Have you applied for a job? If so, you were probably required to provide your Social Security number as part of the application process. This is the same process that illegal immigrants go through when they are trying to apply for a job, except for the fact that they do not have a Social Security number. Not wanting to give their illegal status away by refusing to put anything down, they make up some numbers. Recently, the Supreme Court ruled that illegal immigrants who use fake Social Security numbers when applying for a job cannot be charged with identity theft.
While the odds are slim, there is a chance that you could come up with a valid Social Security number for someone you’ve never met by simply picking numbers at random. Also, the odds are you might transpose the numbers on your application accidentally, and that new number might match someone else’s number. Under the way the Bush Administration, illegal immigrants who randomly created valid Social Security numbers would be threatened with aggravated identity theft. This charge would carry a two-year prison sentence. Illegal immigrants were encouraged to plead down to a lesser charge, such as document fraud, and agree to deportation.

**DATASET:**
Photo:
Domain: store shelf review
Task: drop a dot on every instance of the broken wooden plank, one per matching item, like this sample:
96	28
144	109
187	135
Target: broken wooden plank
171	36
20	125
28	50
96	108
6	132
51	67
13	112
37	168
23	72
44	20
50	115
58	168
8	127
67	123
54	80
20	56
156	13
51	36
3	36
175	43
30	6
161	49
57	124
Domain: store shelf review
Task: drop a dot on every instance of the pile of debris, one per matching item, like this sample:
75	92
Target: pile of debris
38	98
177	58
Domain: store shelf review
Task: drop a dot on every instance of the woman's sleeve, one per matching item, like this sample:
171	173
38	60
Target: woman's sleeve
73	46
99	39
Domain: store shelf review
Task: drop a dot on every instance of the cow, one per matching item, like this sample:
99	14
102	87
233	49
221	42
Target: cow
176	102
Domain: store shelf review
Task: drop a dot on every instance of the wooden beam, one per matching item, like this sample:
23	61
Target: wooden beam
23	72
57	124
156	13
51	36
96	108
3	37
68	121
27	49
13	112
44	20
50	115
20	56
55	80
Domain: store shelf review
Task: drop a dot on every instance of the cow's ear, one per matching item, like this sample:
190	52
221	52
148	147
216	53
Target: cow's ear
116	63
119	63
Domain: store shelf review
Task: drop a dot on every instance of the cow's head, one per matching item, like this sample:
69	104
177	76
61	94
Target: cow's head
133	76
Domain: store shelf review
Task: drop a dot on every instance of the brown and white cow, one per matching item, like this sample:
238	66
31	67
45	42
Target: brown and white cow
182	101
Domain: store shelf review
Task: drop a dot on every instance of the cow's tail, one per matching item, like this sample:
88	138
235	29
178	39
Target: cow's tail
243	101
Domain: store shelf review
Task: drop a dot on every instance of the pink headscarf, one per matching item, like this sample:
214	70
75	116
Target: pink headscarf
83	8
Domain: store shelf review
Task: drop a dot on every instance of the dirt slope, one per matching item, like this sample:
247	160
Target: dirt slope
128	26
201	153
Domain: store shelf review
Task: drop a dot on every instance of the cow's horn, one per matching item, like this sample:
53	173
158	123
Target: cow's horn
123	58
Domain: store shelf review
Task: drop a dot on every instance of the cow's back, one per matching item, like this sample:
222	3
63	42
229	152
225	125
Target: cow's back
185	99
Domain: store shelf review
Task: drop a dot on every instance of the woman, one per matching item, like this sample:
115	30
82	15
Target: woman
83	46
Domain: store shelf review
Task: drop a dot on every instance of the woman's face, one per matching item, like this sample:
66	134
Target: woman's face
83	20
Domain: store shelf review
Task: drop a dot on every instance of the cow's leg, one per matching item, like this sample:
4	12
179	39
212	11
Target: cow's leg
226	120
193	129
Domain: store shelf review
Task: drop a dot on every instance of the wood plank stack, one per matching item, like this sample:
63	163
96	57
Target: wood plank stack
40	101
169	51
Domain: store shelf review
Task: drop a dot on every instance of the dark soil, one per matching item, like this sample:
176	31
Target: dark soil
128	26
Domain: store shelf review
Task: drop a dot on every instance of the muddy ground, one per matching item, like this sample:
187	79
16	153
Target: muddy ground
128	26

**INSTRUCTIONS FOR THE TASK:**
Continue the passage on the Supreme Court ruling about illegal immigrants who use fake Social Security numbers, beginning after its final sentence.

**THE ANSWER:**
The argument by the Supreme Court is that identity theft had to be premeditated and targeted action, rather than a chance happening. As Justice Stephen Breyer wrote, the offender had to “knowingly transfers, possesses or uses, without lawful authority, a means of identification of another person.” He continued with the following example, “If we say that someone knowingly ate a sandwich with cheese, we normally assume that the person knew both that he was eating a sandwich and that it contained cheese.” Illegal immigrants, however, do not know of the identity they are stealing.
I agree with this ruling, and not because it makes life easier for illegal immigrants. Not that it is likely, but there is always the chance that the practice could be abused by the government against otherwise lawful citizens simply due to a typo on a credit card application (for example). Imagine you had poor penmanship and accidentally wrote a “6″ instead of a “0,” and that error resulted you in spending two years in jail? With this ruling, the chances of abuse in this manner are dramatically reduced. I am glad the court voted unanimously on this case.
Palm Beach Post – “Court rules for immigrant in ID theft case”
Chicago Sun-Times – “Immigration law gets dose of sanity”
Los Angeles Times – “Supreme Court limits identity theft law”
Wired – “Supreme Court: Feds Abusing Identity Theft Law”
The New York Times – “Justices Limit Use of Identity Theft Law in Immigration Cases”
Reuters – “U.S. government loses immigrant identity-theft case”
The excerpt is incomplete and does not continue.